Working data START

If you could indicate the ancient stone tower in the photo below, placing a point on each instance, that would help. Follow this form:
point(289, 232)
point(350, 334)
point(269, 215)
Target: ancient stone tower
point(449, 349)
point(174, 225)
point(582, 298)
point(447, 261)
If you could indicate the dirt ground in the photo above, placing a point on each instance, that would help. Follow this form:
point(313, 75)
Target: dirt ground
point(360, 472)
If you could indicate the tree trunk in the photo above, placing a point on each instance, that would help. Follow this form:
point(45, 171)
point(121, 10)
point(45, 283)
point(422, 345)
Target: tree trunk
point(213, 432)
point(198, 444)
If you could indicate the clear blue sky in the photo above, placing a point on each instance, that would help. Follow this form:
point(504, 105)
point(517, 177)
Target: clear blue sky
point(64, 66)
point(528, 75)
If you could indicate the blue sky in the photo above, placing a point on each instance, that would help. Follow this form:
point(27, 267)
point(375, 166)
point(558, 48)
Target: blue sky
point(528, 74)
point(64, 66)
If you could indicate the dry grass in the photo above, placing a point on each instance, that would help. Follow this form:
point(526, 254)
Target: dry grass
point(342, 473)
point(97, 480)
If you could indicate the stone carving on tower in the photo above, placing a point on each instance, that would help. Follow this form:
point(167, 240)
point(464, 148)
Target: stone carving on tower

Working data END

*Problem statement:* Show each line of the material holding "indicate".

*Exercise answer:*
If you could indicate the ancient stone tower in the photo below, placing a point on each instance, that would help. Follow this form:
If you could indicate the dirt ground in the photo above, placing a point on each instance, that would help. Follow this form:
If you could indicate the tree trunk in the photo above, placing a point on each instance, that would help. Follow this form:
If you could indicate the clear blue sky in the photo above, placing a point on each instance, that would help. Follow this form:
If you could indicate the blue sky in the photo above, placing a point on each instance, that would help. Follow this form:
If you could indicate the dry grass in the photo above, placing a point on each instance, that would help. Follow this form:
If you could indicate the stone carving on tower in the photo above, placing a point on each instance, that would help. Follow this form:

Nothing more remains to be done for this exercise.